What to do:
Copy out the material from the line containing "of the camouflage" through the line containing "column 366, row 654", swapping "trousers" for "pants" and changing nothing else.

Data extract:
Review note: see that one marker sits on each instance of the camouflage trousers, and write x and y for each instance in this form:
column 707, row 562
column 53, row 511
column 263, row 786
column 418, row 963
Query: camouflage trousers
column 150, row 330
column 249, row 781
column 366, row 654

...

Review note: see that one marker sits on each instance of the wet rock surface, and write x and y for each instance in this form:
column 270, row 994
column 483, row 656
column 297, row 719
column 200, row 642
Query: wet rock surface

Solution for this problem:
Review note: see that one marker sits on each instance of the camouflage pants, and write x and y for each instance in this form:
column 707, row 562
column 53, row 511
column 263, row 786
column 418, row 963
Query: camouflage pants
column 150, row 330
column 249, row 781
column 366, row 654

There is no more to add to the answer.